→ PROBLEM DESCRIPTION
Pull out of the data below the stretch of lines bounded by the one containing "Practice step: indicate the regimental" and the one containing "Practice step: indicate the metal archway", both bounds included, unchanged.

→ DATA RECORDS
····················

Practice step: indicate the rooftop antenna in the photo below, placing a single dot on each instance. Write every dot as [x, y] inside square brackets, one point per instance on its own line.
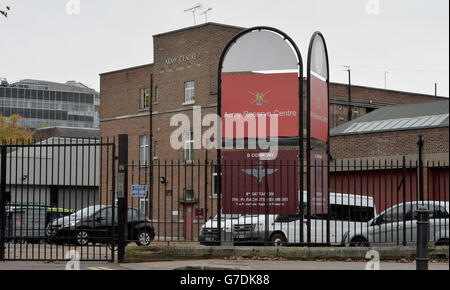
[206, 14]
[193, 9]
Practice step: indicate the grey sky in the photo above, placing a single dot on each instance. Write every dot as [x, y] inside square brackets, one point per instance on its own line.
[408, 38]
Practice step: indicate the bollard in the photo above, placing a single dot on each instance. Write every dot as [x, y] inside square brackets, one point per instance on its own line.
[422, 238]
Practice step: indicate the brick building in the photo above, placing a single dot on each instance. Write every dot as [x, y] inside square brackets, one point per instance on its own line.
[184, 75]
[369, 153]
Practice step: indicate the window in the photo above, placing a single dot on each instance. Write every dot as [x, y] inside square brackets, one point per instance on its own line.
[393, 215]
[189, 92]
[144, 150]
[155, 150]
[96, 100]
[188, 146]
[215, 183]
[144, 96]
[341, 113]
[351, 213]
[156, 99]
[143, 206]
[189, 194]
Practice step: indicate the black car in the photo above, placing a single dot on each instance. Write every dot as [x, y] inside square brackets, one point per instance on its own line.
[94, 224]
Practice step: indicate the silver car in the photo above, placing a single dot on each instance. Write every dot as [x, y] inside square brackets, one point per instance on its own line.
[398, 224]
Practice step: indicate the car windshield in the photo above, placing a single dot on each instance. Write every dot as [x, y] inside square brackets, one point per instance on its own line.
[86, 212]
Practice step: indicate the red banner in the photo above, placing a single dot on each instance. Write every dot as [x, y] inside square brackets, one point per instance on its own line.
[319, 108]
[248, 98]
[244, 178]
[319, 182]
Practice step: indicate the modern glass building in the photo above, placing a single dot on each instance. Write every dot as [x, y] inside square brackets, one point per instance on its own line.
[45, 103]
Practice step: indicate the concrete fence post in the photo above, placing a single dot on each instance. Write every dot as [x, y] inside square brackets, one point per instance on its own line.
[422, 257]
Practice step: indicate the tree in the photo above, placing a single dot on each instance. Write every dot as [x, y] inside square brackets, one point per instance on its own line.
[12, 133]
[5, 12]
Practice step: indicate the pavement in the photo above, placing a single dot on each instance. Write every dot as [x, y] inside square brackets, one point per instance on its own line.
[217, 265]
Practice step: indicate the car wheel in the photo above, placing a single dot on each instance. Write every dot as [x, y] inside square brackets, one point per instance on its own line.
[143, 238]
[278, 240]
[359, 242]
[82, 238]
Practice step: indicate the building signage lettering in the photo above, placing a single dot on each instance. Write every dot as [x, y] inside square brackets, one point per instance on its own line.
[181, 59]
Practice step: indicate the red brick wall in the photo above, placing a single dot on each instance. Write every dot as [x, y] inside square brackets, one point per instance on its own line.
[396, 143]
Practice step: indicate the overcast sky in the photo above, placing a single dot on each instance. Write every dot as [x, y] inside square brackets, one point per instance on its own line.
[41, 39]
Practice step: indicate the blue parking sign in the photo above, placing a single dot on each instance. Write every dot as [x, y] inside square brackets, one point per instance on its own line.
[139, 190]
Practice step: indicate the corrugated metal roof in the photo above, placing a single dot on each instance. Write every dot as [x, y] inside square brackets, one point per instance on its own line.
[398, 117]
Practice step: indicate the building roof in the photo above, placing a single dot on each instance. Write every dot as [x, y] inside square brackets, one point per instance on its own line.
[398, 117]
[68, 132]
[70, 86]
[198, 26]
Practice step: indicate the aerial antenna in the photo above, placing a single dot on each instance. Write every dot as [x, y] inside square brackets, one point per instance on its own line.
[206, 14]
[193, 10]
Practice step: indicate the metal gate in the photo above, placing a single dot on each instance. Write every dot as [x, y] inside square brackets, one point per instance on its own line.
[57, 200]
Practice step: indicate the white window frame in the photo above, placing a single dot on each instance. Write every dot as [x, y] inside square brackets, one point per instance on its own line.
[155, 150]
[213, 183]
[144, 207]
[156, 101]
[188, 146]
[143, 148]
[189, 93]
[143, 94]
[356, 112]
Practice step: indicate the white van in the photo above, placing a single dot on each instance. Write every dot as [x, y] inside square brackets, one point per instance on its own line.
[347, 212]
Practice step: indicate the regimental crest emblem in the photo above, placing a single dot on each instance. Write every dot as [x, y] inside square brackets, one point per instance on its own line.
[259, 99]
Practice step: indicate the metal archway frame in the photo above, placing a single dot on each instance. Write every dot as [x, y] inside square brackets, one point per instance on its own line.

····················

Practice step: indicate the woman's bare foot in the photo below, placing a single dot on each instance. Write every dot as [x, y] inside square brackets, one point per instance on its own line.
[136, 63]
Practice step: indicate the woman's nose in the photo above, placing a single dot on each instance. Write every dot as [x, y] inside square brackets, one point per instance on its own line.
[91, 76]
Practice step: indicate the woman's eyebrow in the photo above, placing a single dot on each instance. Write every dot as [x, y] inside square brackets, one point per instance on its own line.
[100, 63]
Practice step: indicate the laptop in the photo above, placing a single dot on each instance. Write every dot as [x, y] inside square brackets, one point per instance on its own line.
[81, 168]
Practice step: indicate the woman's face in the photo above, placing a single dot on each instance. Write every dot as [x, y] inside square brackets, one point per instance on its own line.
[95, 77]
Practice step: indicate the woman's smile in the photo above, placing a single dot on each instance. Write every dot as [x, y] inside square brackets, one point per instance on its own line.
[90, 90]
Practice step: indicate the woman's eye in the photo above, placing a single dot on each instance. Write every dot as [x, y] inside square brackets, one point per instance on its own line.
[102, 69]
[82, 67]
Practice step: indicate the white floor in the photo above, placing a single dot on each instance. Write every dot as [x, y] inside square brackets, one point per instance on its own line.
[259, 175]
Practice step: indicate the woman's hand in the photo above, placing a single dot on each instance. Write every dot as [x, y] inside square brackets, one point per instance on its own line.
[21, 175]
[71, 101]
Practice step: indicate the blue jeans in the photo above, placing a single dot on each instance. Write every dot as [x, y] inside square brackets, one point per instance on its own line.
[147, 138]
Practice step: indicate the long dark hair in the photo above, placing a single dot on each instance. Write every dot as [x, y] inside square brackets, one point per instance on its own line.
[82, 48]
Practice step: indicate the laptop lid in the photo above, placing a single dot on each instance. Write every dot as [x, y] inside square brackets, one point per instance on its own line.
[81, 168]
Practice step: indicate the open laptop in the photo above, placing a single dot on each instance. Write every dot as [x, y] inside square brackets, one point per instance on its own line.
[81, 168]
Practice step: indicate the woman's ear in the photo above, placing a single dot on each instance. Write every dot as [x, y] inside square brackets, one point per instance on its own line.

····················

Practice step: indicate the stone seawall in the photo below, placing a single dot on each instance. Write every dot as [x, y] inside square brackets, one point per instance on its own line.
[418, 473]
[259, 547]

····················

→ RESPONSE BELOW
Practice step: indicate the regimental crest emblem in the photo above, placing a single dot on each instance. Write every dot as [x, y] inside square brackets, one point per instance on its own line.
[259, 99]
Practice step: indicate the metal archway frame in the photo above, placing a single dot on each instance. Write every dot as [x, y] inside square brackets, one point per instance on its own line.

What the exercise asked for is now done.